WHAT YOU NEED TO DO
Beginning at the line with "of the machinery", output each line to the end of the listing below exactly, please.

LISTING
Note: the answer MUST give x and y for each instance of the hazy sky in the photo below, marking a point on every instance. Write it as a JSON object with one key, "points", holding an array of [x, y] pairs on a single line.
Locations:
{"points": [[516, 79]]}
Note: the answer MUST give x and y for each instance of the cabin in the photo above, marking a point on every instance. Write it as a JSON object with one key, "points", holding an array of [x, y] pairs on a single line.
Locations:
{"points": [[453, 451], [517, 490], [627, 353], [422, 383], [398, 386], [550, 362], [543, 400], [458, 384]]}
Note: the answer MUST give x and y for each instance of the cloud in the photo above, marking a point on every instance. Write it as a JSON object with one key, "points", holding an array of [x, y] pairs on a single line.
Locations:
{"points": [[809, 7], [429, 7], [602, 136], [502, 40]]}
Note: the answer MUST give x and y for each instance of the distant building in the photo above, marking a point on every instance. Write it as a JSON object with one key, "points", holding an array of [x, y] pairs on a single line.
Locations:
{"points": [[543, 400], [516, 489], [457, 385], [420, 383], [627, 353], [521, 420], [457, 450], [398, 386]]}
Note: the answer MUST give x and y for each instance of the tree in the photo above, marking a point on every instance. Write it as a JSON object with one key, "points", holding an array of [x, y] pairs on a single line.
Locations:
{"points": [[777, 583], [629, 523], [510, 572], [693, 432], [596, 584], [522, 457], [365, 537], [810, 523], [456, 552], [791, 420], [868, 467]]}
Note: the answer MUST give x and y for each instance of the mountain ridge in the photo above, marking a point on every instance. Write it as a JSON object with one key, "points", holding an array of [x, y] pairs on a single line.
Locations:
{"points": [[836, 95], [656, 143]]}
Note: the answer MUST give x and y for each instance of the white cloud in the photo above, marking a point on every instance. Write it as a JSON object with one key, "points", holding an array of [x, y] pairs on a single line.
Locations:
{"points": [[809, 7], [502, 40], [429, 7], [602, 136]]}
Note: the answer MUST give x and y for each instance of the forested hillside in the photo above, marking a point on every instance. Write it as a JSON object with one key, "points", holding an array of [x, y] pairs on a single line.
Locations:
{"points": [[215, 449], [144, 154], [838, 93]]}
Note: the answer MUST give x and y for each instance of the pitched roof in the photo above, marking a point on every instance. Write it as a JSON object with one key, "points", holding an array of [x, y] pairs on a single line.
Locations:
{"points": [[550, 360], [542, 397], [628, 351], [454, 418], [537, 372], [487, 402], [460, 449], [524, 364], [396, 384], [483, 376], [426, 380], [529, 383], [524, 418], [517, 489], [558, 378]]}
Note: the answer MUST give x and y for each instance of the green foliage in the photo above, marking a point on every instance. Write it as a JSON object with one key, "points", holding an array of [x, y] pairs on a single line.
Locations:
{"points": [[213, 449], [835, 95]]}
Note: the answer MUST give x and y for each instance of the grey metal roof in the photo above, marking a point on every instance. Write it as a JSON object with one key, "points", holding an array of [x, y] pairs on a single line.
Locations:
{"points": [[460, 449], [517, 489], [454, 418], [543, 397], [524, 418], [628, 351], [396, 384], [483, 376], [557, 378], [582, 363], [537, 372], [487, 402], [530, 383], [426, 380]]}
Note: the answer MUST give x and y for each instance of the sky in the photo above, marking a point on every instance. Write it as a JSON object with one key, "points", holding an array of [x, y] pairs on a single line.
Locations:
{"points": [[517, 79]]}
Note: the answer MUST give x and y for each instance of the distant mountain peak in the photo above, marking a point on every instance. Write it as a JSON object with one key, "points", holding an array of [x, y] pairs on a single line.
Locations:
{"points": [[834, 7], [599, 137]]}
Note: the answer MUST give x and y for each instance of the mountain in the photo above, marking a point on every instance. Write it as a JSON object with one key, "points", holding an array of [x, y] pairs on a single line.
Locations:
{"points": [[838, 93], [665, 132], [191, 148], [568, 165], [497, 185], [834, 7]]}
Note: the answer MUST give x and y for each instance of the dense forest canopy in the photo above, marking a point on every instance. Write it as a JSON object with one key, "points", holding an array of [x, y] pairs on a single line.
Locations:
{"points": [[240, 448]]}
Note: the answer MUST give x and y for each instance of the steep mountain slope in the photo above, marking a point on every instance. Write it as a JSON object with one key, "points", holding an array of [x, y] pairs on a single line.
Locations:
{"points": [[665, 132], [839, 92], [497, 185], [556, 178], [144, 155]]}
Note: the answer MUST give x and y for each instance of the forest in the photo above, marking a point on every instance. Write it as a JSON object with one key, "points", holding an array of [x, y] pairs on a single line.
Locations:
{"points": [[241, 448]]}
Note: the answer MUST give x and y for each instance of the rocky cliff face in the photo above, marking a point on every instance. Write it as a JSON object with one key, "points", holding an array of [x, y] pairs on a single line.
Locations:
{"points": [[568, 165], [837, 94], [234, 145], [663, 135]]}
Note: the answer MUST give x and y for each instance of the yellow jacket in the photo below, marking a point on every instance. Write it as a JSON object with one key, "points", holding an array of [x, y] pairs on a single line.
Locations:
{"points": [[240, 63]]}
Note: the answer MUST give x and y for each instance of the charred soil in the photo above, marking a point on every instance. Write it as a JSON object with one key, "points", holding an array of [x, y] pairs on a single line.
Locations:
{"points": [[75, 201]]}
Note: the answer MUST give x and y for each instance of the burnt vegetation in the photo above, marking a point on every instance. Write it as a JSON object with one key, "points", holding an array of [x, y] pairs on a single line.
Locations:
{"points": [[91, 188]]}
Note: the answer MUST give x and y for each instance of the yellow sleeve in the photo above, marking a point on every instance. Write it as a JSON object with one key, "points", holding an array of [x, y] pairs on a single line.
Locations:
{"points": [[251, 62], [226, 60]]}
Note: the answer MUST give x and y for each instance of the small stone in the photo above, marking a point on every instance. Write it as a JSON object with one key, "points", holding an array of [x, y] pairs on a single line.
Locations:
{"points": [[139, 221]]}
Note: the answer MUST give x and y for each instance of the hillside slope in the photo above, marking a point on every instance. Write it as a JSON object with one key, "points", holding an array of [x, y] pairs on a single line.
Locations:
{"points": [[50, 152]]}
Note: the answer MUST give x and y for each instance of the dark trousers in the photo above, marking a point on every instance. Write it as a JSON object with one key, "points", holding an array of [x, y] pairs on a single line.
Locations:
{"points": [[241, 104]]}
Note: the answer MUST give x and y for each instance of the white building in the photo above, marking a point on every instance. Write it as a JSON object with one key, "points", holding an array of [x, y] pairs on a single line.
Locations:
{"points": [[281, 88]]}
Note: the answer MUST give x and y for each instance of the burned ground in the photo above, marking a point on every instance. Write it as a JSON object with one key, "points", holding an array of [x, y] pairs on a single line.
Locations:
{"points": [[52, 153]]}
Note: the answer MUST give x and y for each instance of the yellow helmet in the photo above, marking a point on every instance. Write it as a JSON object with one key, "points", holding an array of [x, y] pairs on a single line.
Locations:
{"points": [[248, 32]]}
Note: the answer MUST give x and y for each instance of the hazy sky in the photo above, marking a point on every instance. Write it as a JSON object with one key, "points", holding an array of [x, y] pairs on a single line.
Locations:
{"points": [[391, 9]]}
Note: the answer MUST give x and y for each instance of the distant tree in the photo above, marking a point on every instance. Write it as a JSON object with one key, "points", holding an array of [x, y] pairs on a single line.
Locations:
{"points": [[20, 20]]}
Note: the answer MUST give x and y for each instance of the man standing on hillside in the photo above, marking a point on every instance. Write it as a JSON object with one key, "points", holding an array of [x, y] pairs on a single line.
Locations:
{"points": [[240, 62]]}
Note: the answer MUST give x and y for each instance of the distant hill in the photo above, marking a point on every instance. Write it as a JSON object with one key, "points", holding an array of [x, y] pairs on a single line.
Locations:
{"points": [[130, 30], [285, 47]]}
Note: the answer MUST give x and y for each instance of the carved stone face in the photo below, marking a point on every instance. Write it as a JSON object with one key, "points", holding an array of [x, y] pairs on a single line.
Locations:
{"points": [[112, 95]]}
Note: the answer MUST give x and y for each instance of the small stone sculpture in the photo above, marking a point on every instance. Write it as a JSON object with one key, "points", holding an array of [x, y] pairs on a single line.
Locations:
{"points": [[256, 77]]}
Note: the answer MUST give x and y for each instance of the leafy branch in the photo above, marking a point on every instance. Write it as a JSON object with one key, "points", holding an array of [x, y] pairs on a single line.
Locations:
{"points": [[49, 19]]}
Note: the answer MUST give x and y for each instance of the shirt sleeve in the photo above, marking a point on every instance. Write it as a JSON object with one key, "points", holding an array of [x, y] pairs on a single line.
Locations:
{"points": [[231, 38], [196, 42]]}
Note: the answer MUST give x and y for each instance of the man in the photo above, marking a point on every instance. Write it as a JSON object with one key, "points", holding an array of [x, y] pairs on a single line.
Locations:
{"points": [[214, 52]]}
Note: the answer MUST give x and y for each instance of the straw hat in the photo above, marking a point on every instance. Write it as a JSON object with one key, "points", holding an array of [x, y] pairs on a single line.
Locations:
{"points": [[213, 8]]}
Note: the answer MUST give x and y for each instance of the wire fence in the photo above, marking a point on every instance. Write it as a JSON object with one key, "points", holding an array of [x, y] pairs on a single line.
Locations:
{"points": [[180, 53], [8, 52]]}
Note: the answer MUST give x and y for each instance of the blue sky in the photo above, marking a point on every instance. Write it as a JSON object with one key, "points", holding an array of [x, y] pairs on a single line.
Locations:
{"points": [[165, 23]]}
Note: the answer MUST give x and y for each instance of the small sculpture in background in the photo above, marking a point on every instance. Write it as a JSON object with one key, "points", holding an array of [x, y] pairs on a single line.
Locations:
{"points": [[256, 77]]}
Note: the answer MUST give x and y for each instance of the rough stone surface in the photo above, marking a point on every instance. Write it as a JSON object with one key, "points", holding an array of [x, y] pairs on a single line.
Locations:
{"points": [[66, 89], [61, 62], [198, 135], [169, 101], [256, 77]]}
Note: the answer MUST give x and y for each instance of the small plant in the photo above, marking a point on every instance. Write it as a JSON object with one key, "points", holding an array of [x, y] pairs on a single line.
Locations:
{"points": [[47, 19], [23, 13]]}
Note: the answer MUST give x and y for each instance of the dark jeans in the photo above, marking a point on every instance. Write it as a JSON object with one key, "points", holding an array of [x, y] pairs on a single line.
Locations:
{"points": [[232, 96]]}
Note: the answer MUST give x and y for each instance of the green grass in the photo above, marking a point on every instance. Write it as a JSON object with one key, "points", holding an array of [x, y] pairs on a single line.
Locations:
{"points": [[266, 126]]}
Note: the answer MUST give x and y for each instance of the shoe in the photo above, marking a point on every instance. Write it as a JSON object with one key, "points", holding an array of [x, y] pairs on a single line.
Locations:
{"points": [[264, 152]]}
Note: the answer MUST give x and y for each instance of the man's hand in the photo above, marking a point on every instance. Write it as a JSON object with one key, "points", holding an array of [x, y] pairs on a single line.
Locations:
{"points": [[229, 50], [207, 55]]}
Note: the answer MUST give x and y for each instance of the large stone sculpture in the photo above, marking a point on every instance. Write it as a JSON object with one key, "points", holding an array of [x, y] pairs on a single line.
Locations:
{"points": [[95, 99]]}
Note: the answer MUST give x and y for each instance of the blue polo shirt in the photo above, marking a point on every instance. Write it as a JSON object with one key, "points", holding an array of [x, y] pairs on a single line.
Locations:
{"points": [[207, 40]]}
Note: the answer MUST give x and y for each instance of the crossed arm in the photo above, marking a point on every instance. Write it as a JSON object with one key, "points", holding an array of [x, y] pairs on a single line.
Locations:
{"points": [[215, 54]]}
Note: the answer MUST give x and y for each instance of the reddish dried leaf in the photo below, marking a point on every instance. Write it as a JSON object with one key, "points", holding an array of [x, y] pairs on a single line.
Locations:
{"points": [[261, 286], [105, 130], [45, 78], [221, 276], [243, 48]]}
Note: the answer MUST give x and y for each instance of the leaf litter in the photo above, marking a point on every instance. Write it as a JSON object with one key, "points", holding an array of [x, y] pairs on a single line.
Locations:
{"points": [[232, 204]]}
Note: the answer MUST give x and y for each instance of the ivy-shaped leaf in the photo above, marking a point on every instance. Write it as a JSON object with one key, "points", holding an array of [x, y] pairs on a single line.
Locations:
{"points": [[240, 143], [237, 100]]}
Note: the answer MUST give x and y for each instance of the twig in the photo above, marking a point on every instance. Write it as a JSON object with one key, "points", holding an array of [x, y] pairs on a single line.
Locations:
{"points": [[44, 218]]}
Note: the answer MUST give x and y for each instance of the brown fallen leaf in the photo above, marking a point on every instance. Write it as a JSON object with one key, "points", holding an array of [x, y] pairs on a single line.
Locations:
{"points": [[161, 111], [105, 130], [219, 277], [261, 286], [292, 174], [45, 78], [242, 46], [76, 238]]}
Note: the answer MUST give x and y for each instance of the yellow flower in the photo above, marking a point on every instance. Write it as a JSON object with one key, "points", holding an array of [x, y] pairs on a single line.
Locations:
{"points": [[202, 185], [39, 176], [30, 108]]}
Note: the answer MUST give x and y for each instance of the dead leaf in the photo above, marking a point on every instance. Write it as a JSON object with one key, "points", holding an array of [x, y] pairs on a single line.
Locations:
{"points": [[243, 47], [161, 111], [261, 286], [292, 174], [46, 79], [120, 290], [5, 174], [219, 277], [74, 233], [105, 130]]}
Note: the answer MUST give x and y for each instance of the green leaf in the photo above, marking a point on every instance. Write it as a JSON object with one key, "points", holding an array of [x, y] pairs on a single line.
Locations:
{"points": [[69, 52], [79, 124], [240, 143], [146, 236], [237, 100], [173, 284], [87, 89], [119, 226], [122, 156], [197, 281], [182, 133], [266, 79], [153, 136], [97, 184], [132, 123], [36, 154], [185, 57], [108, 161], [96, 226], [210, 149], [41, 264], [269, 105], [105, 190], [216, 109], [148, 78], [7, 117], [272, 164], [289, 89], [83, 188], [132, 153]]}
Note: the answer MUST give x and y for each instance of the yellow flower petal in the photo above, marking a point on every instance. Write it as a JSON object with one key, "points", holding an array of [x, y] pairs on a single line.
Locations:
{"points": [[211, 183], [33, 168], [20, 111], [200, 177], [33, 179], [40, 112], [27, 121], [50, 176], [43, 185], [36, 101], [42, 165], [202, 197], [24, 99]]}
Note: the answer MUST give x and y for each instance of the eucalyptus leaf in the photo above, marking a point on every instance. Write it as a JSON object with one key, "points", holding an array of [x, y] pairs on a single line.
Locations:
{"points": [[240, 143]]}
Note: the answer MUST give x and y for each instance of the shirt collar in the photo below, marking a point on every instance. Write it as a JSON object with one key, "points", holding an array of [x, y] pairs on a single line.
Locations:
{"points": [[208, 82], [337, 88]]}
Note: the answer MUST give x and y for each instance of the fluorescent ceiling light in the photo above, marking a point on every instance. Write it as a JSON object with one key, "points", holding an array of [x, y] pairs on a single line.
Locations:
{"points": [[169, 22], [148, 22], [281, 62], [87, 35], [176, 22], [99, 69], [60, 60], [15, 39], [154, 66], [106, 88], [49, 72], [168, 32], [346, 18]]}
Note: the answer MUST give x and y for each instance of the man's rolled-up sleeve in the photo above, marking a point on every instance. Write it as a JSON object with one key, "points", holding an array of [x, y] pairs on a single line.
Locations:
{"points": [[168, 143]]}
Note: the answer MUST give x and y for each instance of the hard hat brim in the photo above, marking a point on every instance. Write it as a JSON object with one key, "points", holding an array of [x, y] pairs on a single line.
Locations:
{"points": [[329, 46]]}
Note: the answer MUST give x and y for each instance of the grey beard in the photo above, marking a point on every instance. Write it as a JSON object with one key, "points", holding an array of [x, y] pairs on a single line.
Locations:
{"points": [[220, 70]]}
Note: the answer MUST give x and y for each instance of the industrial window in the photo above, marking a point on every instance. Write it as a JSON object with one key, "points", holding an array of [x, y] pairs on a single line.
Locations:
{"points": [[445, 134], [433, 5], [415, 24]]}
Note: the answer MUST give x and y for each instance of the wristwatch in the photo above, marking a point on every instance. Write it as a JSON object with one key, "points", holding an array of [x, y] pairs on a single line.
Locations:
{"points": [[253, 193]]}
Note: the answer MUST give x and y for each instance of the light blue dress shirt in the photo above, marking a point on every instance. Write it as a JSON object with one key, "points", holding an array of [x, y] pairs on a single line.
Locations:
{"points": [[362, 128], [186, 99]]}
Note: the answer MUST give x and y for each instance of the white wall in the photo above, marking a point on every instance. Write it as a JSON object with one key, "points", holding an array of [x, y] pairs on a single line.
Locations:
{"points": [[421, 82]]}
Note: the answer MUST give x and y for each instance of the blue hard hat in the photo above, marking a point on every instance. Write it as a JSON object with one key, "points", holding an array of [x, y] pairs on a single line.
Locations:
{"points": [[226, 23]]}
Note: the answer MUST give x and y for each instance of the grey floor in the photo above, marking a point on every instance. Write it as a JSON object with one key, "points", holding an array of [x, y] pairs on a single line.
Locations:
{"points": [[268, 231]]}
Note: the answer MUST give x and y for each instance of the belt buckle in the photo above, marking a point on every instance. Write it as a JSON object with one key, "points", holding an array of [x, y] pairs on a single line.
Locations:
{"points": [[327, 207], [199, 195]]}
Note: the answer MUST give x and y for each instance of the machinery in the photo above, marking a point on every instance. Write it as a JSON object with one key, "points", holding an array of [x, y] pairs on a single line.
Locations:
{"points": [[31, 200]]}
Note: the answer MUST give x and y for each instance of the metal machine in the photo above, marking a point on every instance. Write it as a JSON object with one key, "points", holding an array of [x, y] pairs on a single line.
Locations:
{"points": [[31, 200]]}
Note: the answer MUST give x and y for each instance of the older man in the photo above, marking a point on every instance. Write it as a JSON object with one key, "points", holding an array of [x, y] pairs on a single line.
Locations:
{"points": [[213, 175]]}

EXERCISE RESPONSE
Note: the answer MUST give x and y for each instance of the machinery in the photo above, marking a point on every instance. Write it as a JSON object with one key, "points", holding an array of [x, y] pairs on a single line.
Locations:
{"points": [[31, 200]]}
Note: the answer MUST give x and y for each instance of the metal machine in the photo above, marking a point on every instance. Write it as a JSON object with one key, "points", holding an array of [x, y] pairs on a single line.
Locations:
{"points": [[31, 200]]}
Note: the answer MUST give x and y for each instance of the older man in the photo above, marking a point on every instance. Write it as a JSON object with one key, "points", holding an array of [x, y] pairs on a single line.
Locations:
{"points": [[213, 175]]}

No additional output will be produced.